Data listing:
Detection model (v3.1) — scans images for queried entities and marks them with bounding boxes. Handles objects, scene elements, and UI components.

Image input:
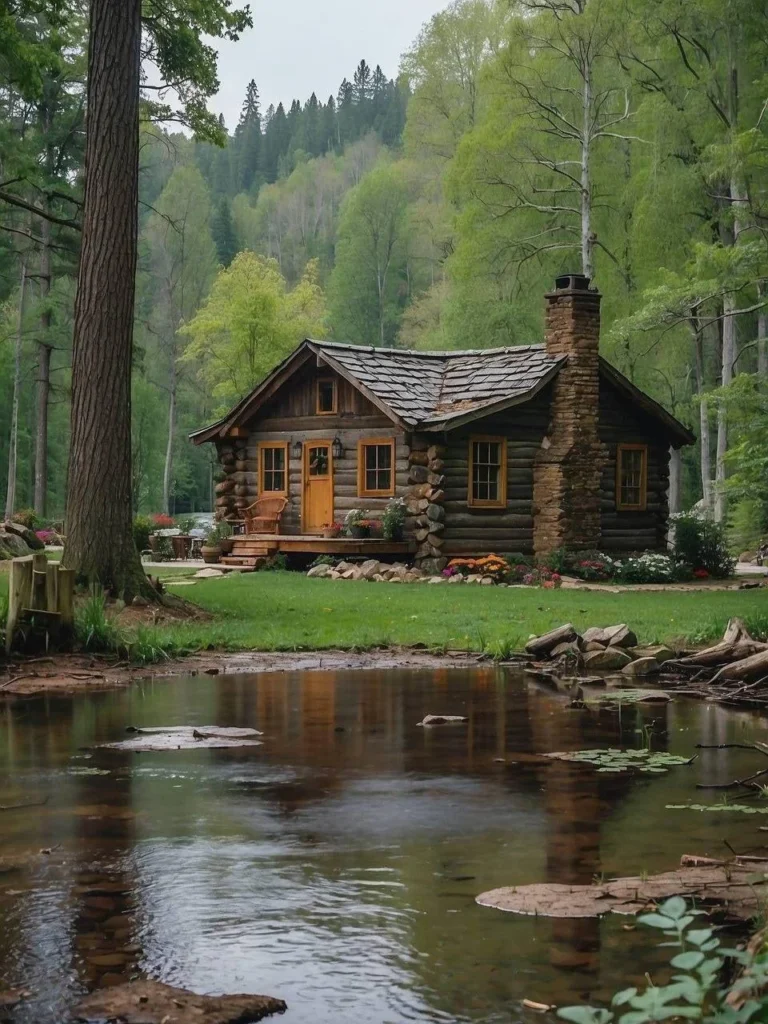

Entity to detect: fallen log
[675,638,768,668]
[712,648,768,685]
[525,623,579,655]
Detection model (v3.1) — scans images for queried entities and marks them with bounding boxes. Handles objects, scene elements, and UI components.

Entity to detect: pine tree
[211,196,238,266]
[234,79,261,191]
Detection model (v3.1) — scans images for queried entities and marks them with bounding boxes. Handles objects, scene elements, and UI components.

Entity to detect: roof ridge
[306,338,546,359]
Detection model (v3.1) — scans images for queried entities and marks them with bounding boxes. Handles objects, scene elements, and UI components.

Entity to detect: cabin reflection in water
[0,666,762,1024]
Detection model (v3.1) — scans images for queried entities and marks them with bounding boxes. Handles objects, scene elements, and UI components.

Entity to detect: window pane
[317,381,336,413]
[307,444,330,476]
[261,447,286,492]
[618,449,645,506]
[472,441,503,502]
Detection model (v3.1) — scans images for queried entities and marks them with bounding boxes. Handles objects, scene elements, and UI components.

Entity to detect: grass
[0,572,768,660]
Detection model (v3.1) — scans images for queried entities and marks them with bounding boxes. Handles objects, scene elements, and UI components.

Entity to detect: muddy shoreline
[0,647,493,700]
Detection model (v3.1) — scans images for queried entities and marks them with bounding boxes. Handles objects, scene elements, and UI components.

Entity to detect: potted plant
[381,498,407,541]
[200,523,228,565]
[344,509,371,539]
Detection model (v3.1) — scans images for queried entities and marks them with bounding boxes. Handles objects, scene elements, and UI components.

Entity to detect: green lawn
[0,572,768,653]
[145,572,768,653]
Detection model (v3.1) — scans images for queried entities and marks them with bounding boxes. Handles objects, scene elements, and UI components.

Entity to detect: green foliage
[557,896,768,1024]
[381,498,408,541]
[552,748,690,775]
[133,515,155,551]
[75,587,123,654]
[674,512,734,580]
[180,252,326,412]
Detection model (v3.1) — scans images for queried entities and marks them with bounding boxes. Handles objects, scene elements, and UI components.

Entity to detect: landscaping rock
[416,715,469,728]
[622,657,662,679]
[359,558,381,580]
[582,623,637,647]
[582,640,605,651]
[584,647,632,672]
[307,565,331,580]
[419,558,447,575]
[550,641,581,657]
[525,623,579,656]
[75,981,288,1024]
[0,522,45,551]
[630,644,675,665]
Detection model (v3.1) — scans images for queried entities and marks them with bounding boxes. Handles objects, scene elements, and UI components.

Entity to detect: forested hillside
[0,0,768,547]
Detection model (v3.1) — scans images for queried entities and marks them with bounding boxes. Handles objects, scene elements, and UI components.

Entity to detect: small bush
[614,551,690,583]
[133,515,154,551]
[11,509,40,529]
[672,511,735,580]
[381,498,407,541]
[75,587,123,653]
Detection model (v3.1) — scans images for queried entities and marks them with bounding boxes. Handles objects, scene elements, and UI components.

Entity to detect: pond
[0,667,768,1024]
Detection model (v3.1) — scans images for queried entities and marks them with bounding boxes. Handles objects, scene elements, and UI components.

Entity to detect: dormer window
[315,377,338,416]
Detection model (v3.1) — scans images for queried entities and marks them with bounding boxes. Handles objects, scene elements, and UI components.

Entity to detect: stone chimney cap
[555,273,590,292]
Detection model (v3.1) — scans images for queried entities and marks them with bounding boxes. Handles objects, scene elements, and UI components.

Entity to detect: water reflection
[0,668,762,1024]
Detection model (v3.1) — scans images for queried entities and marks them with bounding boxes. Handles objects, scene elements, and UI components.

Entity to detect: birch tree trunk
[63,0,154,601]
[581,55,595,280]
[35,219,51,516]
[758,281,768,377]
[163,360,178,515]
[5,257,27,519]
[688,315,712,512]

CHALLENGE:
Identify every line of the listing above that contains the string "reflection", treating uppercase and lowercase letters as distinct, and copy each such line in full.

OUTPUT FOR THIS EXERCISE:
Entity to detect: cabin reflection in water
Entity to detect: water reflection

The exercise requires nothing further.